GIVEN ENTRIES:

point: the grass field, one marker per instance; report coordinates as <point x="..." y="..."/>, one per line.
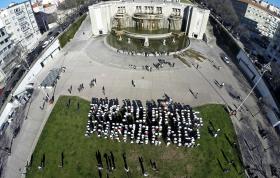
<point x="65" y="130"/>
<point x="70" y="33"/>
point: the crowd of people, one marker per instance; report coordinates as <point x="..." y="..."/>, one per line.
<point x="158" y="122"/>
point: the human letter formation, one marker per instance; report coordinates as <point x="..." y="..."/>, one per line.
<point x="169" y="122"/>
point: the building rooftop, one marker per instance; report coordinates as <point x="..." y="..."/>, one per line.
<point x="257" y="5"/>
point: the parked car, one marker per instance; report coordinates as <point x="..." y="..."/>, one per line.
<point x="225" y="58"/>
<point x="45" y="44"/>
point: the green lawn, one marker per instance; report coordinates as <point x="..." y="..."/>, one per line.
<point x="65" y="130"/>
<point x="70" y="33"/>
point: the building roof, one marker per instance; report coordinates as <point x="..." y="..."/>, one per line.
<point x="15" y="4"/>
<point x="257" y="5"/>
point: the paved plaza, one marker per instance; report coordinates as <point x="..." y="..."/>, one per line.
<point x="87" y="57"/>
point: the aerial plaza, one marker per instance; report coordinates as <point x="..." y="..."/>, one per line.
<point x="135" y="93"/>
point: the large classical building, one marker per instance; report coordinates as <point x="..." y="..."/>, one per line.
<point x="258" y="18"/>
<point x="20" y="23"/>
<point x="148" y="16"/>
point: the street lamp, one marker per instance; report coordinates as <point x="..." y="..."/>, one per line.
<point x="264" y="69"/>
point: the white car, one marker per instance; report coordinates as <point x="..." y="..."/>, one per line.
<point x="45" y="44"/>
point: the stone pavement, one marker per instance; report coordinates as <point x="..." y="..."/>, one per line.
<point x="86" y="58"/>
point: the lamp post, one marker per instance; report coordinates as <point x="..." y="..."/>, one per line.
<point x="264" y="69"/>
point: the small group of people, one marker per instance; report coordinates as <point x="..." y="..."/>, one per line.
<point x="133" y="83"/>
<point x="132" y="66"/>
<point x="81" y="87"/>
<point x="147" y="68"/>
<point x="92" y="83"/>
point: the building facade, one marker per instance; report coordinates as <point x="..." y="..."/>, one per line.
<point x="20" y="23"/>
<point x="273" y="50"/>
<point x="149" y="16"/>
<point x="258" y="18"/>
<point x="5" y="43"/>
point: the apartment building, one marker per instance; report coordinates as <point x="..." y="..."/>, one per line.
<point x="273" y="50"/>
<point x="5" y="43"/>
<point x="258" y="18"/>
<point x="20" y="23"/>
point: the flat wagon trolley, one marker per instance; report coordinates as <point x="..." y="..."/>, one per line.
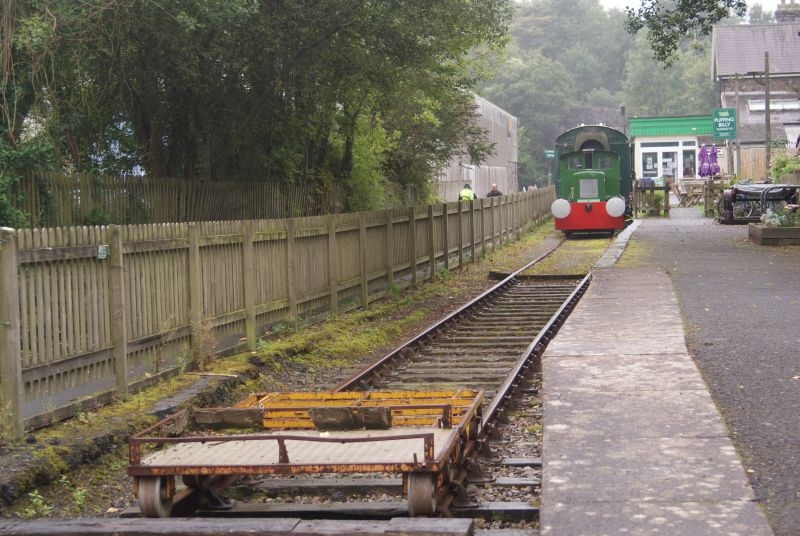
<point x="425" y="435"/>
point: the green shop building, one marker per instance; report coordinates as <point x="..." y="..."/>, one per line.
<point x="668" y="147"/>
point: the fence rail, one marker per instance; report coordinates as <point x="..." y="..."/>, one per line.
<point x="644" y="198"/>
<point x="56" y="200"/>
<point x="89" y="313"/>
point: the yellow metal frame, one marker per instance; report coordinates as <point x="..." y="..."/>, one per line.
<point x="409" y="408"/>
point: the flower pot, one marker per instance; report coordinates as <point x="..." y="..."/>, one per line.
<point x="760" y="234"/>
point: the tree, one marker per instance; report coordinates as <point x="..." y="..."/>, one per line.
<point x="250" y="89"/>
<point x="538" y="91"/>
<point x="670" y="22"/>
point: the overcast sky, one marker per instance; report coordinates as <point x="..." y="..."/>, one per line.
<point x="768" y="5"/>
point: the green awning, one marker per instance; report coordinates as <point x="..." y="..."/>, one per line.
<point x="693" y="125"/>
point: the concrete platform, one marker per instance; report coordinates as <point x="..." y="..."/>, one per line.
<point x="633" y="443"/>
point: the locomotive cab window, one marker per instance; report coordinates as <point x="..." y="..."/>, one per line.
<point x="604" y="161"/>
<point x="574" y="161"/>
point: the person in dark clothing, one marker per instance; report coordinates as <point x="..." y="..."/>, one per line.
<point x="494" y="192"/>
<point x="467" y="194"/>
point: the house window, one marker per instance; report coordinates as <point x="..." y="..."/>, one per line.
<point x="588" y="189"/>
<point x="775" y="105"/>
<point x="574" y="162"/>
<point x="650" y="164"/>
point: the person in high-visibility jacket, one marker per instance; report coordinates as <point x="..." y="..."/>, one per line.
<point x="467" y="194"/>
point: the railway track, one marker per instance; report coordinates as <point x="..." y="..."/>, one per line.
<point x="490" y="346"/>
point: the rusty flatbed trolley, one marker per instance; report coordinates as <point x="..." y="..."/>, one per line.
<point x="425" y="435"/>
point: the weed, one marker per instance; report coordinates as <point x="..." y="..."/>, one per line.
<point x="37" y="508"/>
<point x="394" y="291"/>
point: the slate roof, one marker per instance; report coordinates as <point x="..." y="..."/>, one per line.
<point x="595" y="115"/>
<point x="740" y="49"/>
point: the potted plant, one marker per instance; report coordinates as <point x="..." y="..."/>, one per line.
<point x="779" y="227"/>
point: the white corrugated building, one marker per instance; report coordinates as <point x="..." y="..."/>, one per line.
<point x="501" y="128"/>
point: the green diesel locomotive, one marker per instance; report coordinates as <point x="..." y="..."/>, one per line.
<point x="593" y="180"/>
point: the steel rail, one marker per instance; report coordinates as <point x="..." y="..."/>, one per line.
<point x="356" y="381"/>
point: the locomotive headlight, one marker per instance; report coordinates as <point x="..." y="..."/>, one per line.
<point x="615" y="207"/>
<point x="560" y="208"/>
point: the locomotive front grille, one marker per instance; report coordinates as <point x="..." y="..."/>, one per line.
<point x="588" y="189"/>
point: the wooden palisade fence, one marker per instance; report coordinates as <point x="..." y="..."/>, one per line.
<point x="88" y="314"/>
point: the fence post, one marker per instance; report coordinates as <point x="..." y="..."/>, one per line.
<point x="195" y="293"/>
<point x="11" y="362"/>
<point x="483" y="226"/>
<point x="117" y="308"/>
<point x="389" y="248"/>
<point x="473" y="257"/>
<point x="445" y="232"/>
<point x="362" y="256"/>
<point x="333" y="261"/>
<point x="291" y="268"/>
<point x="249" y="283"/>
<point x="432" y="240"/>
<point x="412" y="244"/>
<point x="460" y="235"/>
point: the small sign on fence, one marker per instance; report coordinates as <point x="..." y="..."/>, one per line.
<point x="724" y="124"/>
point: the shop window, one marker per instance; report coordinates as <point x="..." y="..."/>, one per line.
<point x="588" y="189"/>
<point x="650" y="164"/>
<point x="689" y="164"/>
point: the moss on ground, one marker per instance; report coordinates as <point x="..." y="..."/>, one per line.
<point x="575" y="256"/>
<point x="308" y="357"/>
<point x="636" y="253"/>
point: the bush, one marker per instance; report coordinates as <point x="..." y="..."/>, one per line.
<point x="781" y="218"/>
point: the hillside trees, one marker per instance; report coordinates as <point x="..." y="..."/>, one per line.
<point x="592" y="61"/>
<point x="669" y="22"/>
<point x="275" y="90"/>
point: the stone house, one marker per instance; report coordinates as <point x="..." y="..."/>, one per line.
<point x="738" y="59"/>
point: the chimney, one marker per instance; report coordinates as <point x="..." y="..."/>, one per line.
<point x="787" y="12"/>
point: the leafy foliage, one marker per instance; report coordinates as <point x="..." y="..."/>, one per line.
<point x="569" y="59"/>
<point x="251" y="89"/>
<point x="668" y="23"/>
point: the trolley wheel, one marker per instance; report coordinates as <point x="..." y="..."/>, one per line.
<point x="421" y="500"/>
<point x="154" y="500"/>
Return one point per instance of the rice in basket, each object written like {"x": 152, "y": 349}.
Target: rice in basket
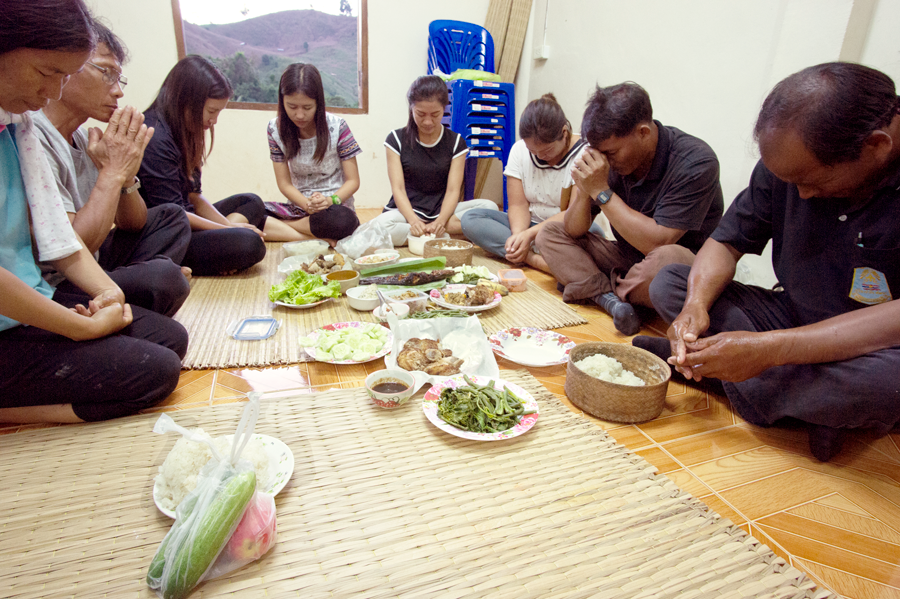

SET EXERCISE: Copy the items word for word, starting at the line that contains "point: the hillside" and continuing through the end of the items. Leave out the pictures.

SOLUTION FOR THIS PROBLEM:
point: the hillside trees, one marker per instance; report coordinates as <point x="..." y="..."/>, one per line.
<point x="592" y="61"/>
<point x="669" y="22"/>
<point x="275" y="90"/>
point: the stone house, one marker per instance; report coordinates as <point x="..." y="..."/>, one per line.
<point x="738" y="59"/>
point: the chimney, one marker per instance; report coordinates as <point x="..." y="..."/>, one per line.
<point x="787" y="12"/>
point: the leafy foliage, one marker per instance; report coordinates as <point x="..." y="..."/>, one per line.
<point x="569" y="59"/>
<point x="251" y="89"/>
<point x="668" y="23"/>
point: the trolley wheel, one marker per instance; report coordinates as <point x="..." y="..."/>, one per line.
<point x="421" y="500"/>
<point x="154" y="500"/>
Return one point per instance of the rice in basket, each object written like {"x": 152, "y": 349}.
Target: rice in basket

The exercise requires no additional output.